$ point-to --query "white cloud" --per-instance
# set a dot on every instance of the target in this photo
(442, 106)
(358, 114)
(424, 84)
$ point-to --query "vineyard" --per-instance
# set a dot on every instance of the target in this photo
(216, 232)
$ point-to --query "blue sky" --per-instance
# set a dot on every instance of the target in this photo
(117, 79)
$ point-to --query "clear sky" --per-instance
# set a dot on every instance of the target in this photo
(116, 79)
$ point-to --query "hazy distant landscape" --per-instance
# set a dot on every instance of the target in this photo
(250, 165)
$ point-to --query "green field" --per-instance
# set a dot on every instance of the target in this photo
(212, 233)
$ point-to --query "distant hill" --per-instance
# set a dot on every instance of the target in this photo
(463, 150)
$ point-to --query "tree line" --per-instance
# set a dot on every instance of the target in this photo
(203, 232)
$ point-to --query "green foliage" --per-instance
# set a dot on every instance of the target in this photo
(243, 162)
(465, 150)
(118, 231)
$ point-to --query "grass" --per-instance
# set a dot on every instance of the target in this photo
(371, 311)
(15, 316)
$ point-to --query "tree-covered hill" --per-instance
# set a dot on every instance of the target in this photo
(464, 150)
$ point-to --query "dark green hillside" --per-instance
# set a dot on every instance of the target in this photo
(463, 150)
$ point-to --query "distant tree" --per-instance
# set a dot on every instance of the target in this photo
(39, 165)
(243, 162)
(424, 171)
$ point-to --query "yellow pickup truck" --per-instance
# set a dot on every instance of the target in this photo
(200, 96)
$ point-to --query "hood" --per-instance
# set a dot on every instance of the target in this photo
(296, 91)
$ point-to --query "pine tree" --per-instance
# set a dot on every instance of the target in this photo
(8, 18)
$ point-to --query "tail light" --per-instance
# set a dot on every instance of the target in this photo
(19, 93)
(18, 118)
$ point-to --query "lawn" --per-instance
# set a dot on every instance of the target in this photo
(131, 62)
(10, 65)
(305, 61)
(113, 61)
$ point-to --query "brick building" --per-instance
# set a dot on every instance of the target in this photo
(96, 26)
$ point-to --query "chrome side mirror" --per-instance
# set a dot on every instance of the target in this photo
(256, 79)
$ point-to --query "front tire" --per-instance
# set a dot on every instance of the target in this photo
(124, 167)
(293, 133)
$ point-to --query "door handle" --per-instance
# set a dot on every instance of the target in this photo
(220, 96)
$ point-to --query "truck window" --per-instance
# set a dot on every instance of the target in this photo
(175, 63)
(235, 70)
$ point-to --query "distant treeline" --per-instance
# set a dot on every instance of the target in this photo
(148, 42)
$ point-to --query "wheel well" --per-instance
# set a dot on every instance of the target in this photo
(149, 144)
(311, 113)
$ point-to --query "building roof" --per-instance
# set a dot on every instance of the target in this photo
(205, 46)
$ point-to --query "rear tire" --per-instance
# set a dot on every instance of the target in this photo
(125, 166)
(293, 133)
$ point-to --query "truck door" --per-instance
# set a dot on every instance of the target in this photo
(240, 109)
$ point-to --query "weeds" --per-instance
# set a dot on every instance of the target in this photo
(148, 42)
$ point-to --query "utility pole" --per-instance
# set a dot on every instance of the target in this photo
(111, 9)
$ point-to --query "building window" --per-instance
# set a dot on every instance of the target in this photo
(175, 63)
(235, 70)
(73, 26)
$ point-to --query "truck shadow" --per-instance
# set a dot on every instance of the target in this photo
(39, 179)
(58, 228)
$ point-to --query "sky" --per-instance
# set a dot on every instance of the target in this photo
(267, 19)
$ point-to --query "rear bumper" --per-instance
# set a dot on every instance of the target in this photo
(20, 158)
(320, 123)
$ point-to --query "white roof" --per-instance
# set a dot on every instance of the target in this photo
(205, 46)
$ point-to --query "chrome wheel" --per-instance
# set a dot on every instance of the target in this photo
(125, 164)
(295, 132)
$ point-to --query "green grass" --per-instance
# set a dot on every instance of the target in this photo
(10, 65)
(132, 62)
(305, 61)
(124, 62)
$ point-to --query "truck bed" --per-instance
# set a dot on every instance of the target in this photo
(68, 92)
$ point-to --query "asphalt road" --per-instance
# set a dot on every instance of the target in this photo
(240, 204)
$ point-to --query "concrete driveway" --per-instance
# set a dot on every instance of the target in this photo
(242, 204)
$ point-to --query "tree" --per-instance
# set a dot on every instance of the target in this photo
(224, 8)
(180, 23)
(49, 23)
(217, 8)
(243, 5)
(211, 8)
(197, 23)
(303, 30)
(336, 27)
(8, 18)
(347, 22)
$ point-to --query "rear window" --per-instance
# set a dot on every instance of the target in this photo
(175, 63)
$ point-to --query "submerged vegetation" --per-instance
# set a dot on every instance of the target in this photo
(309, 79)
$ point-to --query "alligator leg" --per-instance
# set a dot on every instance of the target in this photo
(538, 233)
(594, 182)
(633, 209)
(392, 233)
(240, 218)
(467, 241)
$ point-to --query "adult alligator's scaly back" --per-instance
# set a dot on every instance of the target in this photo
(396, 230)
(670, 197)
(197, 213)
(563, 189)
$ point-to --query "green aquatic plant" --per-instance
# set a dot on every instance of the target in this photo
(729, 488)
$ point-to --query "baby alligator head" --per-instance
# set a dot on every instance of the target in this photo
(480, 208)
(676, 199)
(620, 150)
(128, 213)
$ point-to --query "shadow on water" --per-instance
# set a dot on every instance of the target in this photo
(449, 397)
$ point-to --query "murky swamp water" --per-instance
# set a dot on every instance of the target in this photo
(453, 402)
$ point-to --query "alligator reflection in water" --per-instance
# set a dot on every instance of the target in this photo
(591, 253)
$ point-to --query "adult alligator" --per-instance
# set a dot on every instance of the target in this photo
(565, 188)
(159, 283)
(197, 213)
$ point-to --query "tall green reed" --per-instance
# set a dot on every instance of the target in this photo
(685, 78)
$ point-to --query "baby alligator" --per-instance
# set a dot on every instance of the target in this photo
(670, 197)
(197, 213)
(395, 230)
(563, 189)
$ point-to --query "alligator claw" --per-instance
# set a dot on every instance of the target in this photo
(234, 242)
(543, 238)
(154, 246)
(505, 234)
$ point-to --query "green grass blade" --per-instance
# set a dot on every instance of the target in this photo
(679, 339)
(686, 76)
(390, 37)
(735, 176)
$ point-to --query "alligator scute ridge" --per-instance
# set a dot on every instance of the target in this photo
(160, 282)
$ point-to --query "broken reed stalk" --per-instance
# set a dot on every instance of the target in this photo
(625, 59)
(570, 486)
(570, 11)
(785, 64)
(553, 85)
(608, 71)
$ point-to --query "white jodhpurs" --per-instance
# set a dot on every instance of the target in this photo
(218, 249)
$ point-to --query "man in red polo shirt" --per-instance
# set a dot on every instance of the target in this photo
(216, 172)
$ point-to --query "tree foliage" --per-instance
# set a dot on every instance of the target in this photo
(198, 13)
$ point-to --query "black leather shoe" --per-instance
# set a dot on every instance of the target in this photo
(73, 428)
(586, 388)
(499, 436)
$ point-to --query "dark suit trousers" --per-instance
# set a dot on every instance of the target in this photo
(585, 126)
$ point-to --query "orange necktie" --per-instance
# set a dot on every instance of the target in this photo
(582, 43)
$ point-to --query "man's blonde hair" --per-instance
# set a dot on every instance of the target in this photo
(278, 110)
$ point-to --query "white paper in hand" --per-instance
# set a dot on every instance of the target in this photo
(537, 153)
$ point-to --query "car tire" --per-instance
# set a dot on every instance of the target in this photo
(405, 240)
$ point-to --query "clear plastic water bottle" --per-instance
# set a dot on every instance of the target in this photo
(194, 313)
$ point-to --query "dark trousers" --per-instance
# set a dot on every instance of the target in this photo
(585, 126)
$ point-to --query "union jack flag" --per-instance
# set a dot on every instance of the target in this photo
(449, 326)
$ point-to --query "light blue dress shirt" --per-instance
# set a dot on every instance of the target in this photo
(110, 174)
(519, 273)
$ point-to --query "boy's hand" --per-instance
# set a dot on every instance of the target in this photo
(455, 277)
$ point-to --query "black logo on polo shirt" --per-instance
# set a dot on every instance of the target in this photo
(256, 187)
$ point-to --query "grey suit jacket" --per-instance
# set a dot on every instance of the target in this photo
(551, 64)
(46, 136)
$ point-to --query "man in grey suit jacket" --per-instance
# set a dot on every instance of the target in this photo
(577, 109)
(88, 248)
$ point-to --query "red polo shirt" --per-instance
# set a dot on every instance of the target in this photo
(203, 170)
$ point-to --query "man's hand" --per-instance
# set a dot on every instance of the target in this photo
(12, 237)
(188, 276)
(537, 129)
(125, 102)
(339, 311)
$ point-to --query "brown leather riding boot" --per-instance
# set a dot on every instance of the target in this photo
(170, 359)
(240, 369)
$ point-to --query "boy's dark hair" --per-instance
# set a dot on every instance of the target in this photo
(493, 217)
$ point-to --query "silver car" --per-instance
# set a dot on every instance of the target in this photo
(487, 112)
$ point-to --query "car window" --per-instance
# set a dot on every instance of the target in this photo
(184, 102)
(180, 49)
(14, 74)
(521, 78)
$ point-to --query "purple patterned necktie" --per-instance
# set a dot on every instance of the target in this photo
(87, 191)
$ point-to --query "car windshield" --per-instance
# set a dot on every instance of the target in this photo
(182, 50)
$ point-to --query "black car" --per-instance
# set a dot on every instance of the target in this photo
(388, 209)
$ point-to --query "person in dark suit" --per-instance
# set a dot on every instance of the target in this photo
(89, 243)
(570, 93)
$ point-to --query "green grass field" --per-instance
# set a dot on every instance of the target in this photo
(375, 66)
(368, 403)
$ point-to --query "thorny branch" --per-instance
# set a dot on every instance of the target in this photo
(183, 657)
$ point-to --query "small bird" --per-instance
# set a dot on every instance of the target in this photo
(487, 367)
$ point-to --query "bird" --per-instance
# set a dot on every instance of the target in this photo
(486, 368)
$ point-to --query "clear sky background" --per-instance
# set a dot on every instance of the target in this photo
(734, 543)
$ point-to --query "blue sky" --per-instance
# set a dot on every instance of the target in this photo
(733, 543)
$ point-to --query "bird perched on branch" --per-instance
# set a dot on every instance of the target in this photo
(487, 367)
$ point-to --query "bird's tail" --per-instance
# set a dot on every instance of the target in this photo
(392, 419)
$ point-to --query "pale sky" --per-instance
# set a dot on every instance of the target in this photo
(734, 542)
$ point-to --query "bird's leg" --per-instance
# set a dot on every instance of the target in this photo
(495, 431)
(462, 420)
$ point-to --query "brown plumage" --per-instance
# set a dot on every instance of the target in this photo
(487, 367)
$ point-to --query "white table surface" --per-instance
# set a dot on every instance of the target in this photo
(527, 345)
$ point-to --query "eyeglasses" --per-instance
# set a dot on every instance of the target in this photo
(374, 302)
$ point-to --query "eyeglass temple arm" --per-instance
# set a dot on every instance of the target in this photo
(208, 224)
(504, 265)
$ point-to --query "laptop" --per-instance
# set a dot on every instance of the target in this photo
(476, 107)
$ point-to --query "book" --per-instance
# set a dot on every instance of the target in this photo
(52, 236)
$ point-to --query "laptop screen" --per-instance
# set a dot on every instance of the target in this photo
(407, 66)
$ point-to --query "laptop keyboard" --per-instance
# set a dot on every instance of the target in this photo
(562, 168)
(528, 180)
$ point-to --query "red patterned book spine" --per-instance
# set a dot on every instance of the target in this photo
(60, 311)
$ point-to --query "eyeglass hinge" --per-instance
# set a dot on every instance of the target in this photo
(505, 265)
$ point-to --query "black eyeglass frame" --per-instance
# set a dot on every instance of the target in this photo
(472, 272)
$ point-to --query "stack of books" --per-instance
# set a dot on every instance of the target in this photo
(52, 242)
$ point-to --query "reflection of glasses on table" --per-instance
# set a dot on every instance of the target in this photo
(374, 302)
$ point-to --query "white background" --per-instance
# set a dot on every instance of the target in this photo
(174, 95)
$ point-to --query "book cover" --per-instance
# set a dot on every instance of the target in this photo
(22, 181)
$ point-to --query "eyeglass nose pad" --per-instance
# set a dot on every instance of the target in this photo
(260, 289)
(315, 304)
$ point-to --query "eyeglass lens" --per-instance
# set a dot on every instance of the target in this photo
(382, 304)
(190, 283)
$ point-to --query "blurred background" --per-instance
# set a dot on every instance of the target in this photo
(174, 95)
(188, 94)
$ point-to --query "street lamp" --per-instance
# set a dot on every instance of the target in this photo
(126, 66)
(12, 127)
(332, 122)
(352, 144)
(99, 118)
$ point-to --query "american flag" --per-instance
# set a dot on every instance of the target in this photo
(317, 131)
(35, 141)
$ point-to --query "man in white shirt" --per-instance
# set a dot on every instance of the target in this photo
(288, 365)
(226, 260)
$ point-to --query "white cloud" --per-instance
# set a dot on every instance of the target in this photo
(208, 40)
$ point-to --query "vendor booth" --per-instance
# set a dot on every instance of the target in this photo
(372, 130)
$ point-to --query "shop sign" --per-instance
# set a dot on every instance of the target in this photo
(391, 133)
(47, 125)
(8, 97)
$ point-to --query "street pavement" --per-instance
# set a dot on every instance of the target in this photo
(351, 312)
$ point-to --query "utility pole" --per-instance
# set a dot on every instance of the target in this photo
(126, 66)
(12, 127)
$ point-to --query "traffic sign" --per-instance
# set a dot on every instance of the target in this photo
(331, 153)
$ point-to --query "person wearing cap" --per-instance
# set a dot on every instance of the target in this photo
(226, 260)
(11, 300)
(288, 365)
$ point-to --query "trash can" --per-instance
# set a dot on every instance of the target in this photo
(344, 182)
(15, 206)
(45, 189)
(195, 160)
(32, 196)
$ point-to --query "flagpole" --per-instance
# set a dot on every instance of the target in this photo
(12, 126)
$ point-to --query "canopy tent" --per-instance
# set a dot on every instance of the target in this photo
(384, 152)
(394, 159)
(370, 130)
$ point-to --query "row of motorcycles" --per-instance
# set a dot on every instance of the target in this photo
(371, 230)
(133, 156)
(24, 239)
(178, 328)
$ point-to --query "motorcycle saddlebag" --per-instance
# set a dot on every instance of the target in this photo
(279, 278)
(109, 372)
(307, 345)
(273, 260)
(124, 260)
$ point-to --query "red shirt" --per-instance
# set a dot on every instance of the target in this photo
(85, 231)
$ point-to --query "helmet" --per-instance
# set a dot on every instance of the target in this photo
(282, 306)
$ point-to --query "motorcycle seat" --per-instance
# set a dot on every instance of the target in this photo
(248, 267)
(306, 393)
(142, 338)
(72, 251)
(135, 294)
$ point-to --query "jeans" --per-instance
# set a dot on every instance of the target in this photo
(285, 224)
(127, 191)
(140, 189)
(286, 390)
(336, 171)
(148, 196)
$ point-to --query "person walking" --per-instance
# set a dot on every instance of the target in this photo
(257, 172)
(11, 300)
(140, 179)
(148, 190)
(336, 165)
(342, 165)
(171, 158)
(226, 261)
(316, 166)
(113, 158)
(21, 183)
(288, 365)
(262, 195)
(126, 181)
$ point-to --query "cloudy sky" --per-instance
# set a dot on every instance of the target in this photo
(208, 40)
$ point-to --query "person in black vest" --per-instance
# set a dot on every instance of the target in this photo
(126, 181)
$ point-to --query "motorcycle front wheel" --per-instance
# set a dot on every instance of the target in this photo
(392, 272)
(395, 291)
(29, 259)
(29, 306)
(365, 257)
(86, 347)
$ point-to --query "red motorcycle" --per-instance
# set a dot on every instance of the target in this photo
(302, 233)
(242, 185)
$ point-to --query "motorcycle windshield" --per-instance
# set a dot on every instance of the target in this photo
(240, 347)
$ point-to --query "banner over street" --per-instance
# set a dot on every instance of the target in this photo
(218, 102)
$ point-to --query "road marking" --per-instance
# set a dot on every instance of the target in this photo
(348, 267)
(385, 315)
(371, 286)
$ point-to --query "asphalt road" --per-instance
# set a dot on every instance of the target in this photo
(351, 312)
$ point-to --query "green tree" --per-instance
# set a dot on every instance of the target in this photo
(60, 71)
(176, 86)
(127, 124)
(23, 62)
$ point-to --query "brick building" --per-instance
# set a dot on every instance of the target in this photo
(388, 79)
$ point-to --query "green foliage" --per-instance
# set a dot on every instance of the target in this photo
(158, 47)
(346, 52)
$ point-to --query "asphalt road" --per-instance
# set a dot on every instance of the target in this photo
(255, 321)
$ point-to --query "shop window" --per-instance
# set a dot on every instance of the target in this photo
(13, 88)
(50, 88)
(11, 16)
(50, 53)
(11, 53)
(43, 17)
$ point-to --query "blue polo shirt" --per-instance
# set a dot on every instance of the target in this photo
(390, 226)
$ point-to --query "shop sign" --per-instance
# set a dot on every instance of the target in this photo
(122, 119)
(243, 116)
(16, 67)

**Set problem**. Gather every line from the data above that contains the word "leather", and copy each one out.

**Result below**.
$ point-to --query "black leather shoe" --per-instance
$ point-to --query "brown leather riding boot" --per-instance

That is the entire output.